[What is required]:
Copy out every line of the listing below, character for character, with nothing changed or left out.

[Information supplied]:
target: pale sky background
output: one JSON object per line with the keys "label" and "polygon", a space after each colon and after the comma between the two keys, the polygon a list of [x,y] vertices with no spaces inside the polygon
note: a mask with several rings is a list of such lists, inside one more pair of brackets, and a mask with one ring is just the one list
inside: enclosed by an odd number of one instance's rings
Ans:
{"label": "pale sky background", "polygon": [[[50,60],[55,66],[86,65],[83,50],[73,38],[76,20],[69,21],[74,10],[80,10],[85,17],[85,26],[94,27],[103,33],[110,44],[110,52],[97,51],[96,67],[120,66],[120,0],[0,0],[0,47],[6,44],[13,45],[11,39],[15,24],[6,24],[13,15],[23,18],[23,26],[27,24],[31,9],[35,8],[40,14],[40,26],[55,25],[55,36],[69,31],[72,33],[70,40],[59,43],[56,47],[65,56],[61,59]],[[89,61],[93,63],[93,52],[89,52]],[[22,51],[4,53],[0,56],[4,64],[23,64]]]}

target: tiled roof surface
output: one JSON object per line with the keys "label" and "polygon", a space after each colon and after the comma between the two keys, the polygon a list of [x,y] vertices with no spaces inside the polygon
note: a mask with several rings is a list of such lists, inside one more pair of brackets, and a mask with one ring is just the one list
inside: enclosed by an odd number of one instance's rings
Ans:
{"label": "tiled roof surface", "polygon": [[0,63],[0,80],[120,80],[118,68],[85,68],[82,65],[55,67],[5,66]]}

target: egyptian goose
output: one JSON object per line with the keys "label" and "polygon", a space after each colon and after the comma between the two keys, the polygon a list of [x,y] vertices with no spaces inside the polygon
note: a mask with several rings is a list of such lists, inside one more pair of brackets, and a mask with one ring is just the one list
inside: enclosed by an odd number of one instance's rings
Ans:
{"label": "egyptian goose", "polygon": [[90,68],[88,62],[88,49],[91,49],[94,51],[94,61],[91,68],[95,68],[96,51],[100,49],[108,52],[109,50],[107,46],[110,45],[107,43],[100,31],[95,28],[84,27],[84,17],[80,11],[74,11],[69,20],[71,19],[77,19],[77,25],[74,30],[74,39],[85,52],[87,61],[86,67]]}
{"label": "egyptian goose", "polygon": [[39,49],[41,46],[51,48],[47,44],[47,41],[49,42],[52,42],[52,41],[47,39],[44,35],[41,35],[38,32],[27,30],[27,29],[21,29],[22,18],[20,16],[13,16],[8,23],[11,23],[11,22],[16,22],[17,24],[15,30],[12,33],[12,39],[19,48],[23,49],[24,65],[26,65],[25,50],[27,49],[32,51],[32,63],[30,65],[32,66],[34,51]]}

[Problem solution]:
target: pale sky background
output: one JSON object per line with the keys "label" and "polygon", a space after each colon and after the comma between the two keys, the polygon a list of [x,y] vertices with no spaces inside the polygon
note: a mask with several rings is a list of such lists, inside one more pair of brackets, and a mask with one ring is just the one list
inside: enclosed by an odd number of one instance's rings
Ans:
{"label": "pale sky background", "polygon": [[[50,60],[55,66],[86,65],[83,50],[73,38],[76,20],[69,21],[74,10],[80,10],[85,17],[85,26],[94,27],[103,33],[110,44],[110,52],[97,51],[96,67],[120,66],[120,0],[0,0],[0,47],[6,44],[13,45],[11,39],[15,24],[6,24],[13,15],[23,18],[23,26],[27,24],[31,9],[35,8],[40,14],[40,26],[55,25],[55,36],[69,31],[72,33],[70,40],[59,43],[56,47],[65,56],[61,59]],[[89,61],[93,63],[93,52],[89,52]],[[22,51],[4,53],[0,56],[4,64],[23,64]]]}

target: tiled roof surface
output: one JSON object per line with the keys "label" and "polygon", a space after each colon and after the comma between the two keys, the polygon a list of [x,y] vertices with no spaces inside the polygon
note: a mask with several rings is a list of such lists, inside one more pair of brackets, and a mask with one ring is just the one list
inside: enclosed by an odd number of one instance's rings
Ans:
{"label": "tiled roof surface", "polygon": [[0,63],[0,80],[120,80],[118,68],[85,68],[82,65],[55,67],[5,66]]}

target: egyptian goose
output: one JSON object per line with the keys "label" and "polygon", a space after each colon and after the comma between the two keys, the polygon a list of [x,y] vertices with no spaces inside the polygon
note: a mask with several rings is a list of such lists, inside one more pair of brackets, and a mask with one ring is just the one list
inside: enclosed by an odd number of one instance's rings
Ans:
{"label": "egyptian goose", "polygon": [[90,68],[88,62],[88,49],[91,49],[94,51],[94,61],[91,68],[95,68],[96,51],[100,49],[108,52],[109,50],[107,46],[110,45],[107,43],[100,31],[95,28],[84,27],[84,17],[80,11],[74,11],[69,20],[71,19],[77,19],[77,25],[74,30],[74,39],[85,52],[87,61],[86,67]]}
{"label": "egyptian goose", "polygon": [[39,49],[41,46],[51,48],[47,44],[47,41],[49,42],[52,42],[52,41],[47,39],[44,35],[41,35],[38,32],[27,30],[27,29],[21,29],[22,18],[20,16],[13,16],[8,23],[11,23],[11,22],[16,22],[17,24],[15,30],[12,33],[12,39],[19,48],[23,49],[24,65],[26,65],[25,50],[27,49],[32,51],[32,63],[30,65],[32,66],[34,51]]}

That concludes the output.